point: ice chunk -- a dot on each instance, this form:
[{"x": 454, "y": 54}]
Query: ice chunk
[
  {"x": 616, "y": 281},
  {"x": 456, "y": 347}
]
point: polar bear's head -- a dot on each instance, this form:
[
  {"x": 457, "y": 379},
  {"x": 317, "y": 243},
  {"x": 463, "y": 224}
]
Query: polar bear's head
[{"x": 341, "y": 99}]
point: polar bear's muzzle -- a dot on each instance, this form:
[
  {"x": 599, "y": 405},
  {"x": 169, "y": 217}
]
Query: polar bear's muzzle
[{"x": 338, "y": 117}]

» **Given exercise**: Rewrite every line of the entries above, requests included, and shift each x and y coordinate in the answers by -135. Leave the numbers in the requests and in their format samples as they are.

» **Response below**:
point: ice chunk -- a dot on each instance, this form:
[{"x": 454, "y": 54}]
Query: ice chunk
[
  {"x": 481, "y": 146},
  {"x": 321, "y": 212}
]
point: polar bear's head -- a dot on each instance, this form:
[
  {"x": 457, "y": 379},
  {"x": 317, "y": 243},
  {"x": 463, "y": 224}
]
Query: polar bear's head
[{"x": 206, "y": -36}]
point: polar bear's muzzle -- a dot on each instance, this form:
[
  {"x": 599, "y": 405},
  {"x": 169, "y": 217}
]
Query: polar bear's muzzle
[{"x": 203, "y": -18}]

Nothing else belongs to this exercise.